> _TEXT PROVIDED_:
◇ ◇ ◇ ◇ ◇

Chinese telecoms giant Huawei Technologies promoted its cloud service in partnership with Kingdee, a major enterprise cloud provider in China.

Kingdee Cloud Cosmic, catering to large enterprises, has been moving to Huawei’s cloud from Amazon’s AWS after the Chinese companies signed a strategic partnership last year, according to Kingdee employees at the booth, who spoke on condition of anonymity due to company policy on speaking to the media.

The product remains compatible with AWS but when marketing the service Kingdee will prioritise Huawei, said one of the employees, who added that it was part of an overall trend to reduce reliance on US suppliers.

Although Kingdee has not been put on the trade blacklist, another employee at the booth said: “It’s a trade war, you don't know if one day you'll be [blacklisted].”

◇ ◇ ◇ ◇ ◇

> _SUPPLIED RECORDS_:
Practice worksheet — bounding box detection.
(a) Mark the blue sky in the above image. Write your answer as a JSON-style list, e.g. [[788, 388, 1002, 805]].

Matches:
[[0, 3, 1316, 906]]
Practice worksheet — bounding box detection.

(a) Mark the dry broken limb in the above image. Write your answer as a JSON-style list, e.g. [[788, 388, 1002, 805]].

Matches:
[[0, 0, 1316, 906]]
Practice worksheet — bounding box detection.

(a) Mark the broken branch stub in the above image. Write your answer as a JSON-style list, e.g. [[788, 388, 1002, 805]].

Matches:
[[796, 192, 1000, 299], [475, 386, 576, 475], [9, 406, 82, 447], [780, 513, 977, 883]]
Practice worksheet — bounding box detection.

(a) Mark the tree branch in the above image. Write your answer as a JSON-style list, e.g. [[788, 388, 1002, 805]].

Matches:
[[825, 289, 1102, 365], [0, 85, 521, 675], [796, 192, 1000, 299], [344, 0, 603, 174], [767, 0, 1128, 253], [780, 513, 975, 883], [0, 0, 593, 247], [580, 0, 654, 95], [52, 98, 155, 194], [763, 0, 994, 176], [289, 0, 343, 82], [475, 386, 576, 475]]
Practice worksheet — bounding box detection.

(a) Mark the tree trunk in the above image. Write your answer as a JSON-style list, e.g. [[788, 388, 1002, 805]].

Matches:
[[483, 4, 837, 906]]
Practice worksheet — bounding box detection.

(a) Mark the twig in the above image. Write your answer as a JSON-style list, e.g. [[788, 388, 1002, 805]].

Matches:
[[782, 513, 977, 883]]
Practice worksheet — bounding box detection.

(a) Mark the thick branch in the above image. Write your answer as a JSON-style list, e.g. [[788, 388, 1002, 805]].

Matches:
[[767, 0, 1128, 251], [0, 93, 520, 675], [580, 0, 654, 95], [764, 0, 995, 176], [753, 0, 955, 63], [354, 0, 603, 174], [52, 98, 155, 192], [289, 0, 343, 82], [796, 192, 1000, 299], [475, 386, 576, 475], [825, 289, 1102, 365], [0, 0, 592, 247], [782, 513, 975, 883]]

◇ ◇ ◇ ◇ ◇

> _WRITTEN INSTRUCTION 1_: According to the excerpt about Huawei and Kingdee, which provider's cloud is Kingdee Cloud Cosmic moving away from?
> _WRITTEN INSTRUCTION 2_: Carry the excerpt about Huawei and Kingdee forward from its last sentence.
The material has no connection to the excerpt about Huawei and Kingdee.

> _RESPONSE 1_: Amazon's AWS.

> _RESPONSE 2_:
ZTE, the Shenzhen-based telecoms supplier which was slapped with similar US sanctions for nearly three months in 2018, displayed its in-house operating system, NewStart, that can replace Microsoft’s Windows on laptops, according to an employee at the booth. ZTE also showcased semiconductors that were developed internally as substitutes for chips from Intel, but a ZTE employee admitted its devices lagged behind those of the US tech giant.

ZTE began its own research into chips years before the current trade friction but now the entire industry is trying to shift to local suppliers, the employee said.

Audrey Duan, president of the Houston Shenzhen Sister City Association, said that given sensitivities involving technology, the group’s focus this year was on cultural and economic exchanges. The only Houston company at the booth was marketing wool products.

The Huawei booth at the China Hi-Tech Fair 2019. Photo: Coco Feng

US-China trade tensions have “obviously” created opportunities for European countries to boost their collaboration with China, said Philipp Agathonos, director of the Beijing office of Austria’s Office for Science and Technology.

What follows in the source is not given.